◆ **出題**: 以下のすべての行を、画像は除いて一字一句変えずに出力してください。

[ポインティングデータセットの抜粋]
↓↓↓

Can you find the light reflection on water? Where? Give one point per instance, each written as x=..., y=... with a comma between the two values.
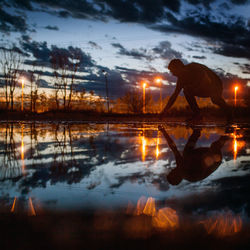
x=75, y=166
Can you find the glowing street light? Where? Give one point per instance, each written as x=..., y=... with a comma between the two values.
x=22, y=153
x=107, y=90
x=159, y=80
x=22, y=80
x=235, y=94
x=144, y=85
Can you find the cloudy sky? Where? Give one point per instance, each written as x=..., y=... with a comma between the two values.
x=131, y=40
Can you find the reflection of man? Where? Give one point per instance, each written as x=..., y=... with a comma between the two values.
x=196, y=80
x=196, y=163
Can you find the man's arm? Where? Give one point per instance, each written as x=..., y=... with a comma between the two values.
x=173, y=97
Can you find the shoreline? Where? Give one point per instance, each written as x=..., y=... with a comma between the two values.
x=112, y=117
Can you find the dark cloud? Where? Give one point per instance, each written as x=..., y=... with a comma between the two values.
x=11, y=22
x=164, y=51
x=49, y=27
x=94, y=45
x=232, y=35
x=233, y=51
x=199, y=57
x=134, y=53
x=42, y=54
x=231, y=31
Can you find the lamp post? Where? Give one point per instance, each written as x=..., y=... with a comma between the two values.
x=235, y=95
x=144, y=85
x=159, y=80
x=107, y=91
x=22, y=80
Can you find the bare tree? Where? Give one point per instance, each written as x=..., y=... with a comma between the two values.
x=133, y=102
x=10, y=62
x=34, y=78
x=65, y=66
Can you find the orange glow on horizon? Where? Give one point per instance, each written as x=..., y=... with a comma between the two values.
x=223, y=224
x=32, y=210
x=13, y=206
x=158, y=80
x=22, y=81
x=166, y=218
x=149, y=208
x=22, y=153
x=157, y=151
x=236, y=88
x=143, y=147
x=235, y=145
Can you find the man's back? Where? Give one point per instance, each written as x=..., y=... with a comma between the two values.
x=199, y=80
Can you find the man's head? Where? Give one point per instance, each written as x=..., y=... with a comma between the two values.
x=176, y=66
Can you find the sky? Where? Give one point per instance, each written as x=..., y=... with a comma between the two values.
x=131, y=40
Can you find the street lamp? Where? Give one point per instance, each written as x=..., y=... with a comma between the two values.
x=144, y=85
x=159, y=80
x=22, y=80
x=235, y=94
x=107, y=91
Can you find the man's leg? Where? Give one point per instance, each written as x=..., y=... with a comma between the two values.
x=218, y=100
x=193, y=105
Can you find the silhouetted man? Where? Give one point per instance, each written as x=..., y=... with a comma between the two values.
x=194, y=164
x=196, y=80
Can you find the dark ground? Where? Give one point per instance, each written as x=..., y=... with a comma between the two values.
x=108, y=231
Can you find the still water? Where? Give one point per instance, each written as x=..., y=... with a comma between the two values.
x=87, y=166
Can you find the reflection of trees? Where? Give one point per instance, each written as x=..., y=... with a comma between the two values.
x=10, y=167
x=64, y=166
x=69, y=153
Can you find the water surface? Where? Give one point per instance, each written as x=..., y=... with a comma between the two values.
x=78, y=166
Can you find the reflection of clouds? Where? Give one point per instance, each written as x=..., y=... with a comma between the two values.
x=97, y=159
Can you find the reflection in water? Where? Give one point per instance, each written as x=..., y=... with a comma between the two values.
x=237, y=144
x=157, y=152
x=143, y=146
x=196, y=163
x=73, y=158
x=165, y=218
x=223, y=224
x=22, y=153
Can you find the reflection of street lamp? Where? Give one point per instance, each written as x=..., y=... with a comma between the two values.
x=22, y=80
x=235, y=94
x=144, y=85
x=159, y=80
x=107, y=91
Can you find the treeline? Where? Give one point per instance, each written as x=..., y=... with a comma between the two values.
x=64, y=94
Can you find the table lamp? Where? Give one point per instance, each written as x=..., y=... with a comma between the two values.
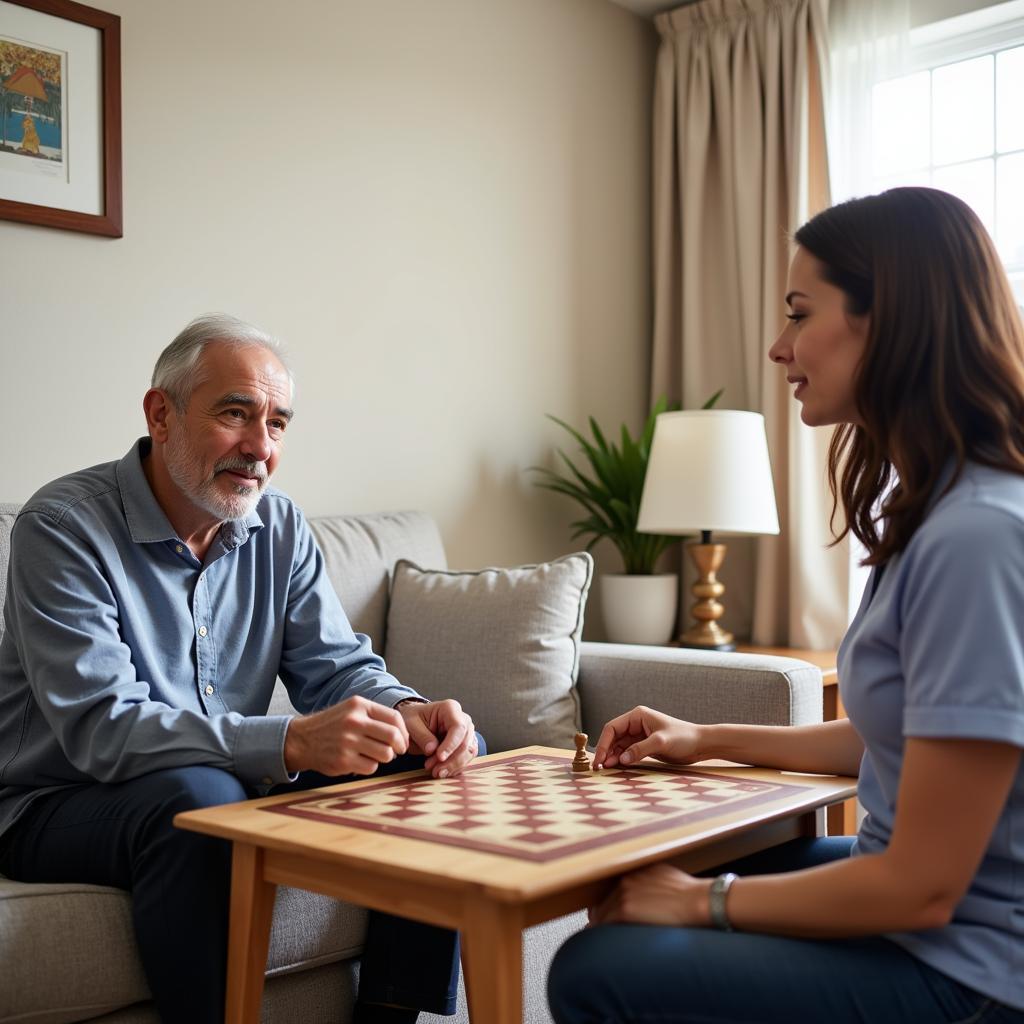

↑↑↑

◆ **解答**:
Can you find the light reflection on water? Where? Give one point per instance, each written as x=..., y=... with a comma between the two values.
x=75, y=166
Can you find the glowing street light? Where? Give one point per instance, each written as x=..., y=... with a comma between the two values.
x=22, y=153
x=107, y=90
x=159, y=80
x=22, y=80
x=235, y=94
x=144, y=85
Can you find the cloudy sky? Where? Give one point per instance, each written as x=..., y=... with a comma between the two values.
x=131, y=40
Can you find the reflection of man? Where? Give one point per instance, each written as x=..., y=... with a comma between the two values.
x=196, y=80
x=196, y=163
Can you find the man's arm? Where? Give one point per instance, each written as x=..., y=... with a comma between the two values.
x=173, y=97
Can you find the shoreline? Where? Give one point per instance, each written as x=..., y=... with a comma between the two values.
x=112, y=117
Can you find the dark cloud? Where? Give one point per instance, each written as x=..., y=... with a comma between the two values.
x=11, y=22
x=164, y=51
x=49, y=27
x=94, y=45
x=232, y=35
x=233, y=51
x=199, y=57
x=134, y=53
x=42, y=54
x=231, y=31
Can you find the lamp post? Where? Give one point per instance, each written as x=..., y=... with a comma between the two values.
x=235, y=95
x=144, y=85
x=159, y=80
x=107, y=91
x=22, y=80
Can you find the bare tree? Where? Give one point per instance, each written as x=..., y=... with a comma between the two values.
x=133, y=102
x=10, y=62
x=34, y=78
x=65, y=66
Can you find the orange glow on horizon? Where? Give one point per instance, each written as x=..., y=... with a comma between the two values.
x=223, y=224
x=32, y=210
x=13, y=206
x=158, y=80
x=22, y=81
x=166, y=218
x=149, y=208
x=22, y=153
x=157, y=151
x=236, y=88
x=143, y=147
x=235, y=145
Can you find the man's back? Where? Give one point per instance, each written as x=..., y=... with a comma between the two values.
x=199, y=80
Can you find the man's head? Where? Give one point per instance, each written as x=..., y=... with a comma between the two values.
x=176, y=66
Can you find the sky? Where? Give one point per instance, each written as x=..., y=... with a comma between the two values.
x=131, y=40
Can you find the street lamp? Where? Give one point per instance, each written as x=..., y=... with a comma between the two values.
x=144, y=85
x=159, y=80
x=22, y=80
x=235, y=94
x=107, y=91
Can you find the man's leg? Where? Give one point per instance, each written as x=..., y=... with a comma between the two values.
x=218, y=100
x=193, y=105
Can you find the silhouetted man? Where? Give one point per instance, each written as x=..., y=... with a comma between the two values.
x=194, y=164
x=196, y=80
Can you find the dark ground? Where? Give one point per instance, each written as x=..., y=... with a comma between the two values.
x=108, y=231
Can you find the still water? Where? Give one point per instance, each written as x=..., y=... with a comma between the two values.
x=87, y=166
Can you find the reflection of trees? Where? Give one point per instance, each written as x=..., y=... with a comma between the two values.
x=10, y=167
x=64, y=166
x=69, y=153
Can you find the water surface? Where? Give one point per instance, each written as x=..., y=... with a comma between the two values.
x=78, y=166
Can you find the reflection of clouds? Where? Give one point per instance, each written as x=..., y=... with a comma between the two values.
x=97, y=159
Can you find the reflection in water? Where? Give one point per instance, each written as x=..., y=... with a comma between the two values.
x=237, y=144
x=157, y=152
x=143, y=146
x=196, y=163
x=73, y=158
x=165, y=218
x=223, y=224
x=22, y=153
Can you find the reflection of street lamp? Where? Give one point per instance, each written as x=..., y=... with a comma between the two values.
x=22, y=80
x=235, y=94
x=144, y=85
x=159, y=80
x=107, y=91
Can you find the treeline? Where? Give one point per instance, each written as x=..., y=... with a comma between the two values.
x=64, y=94
Can you find the table lamp? Where? Give one point per instance, each written as x=..., y=... with a comma between the two values.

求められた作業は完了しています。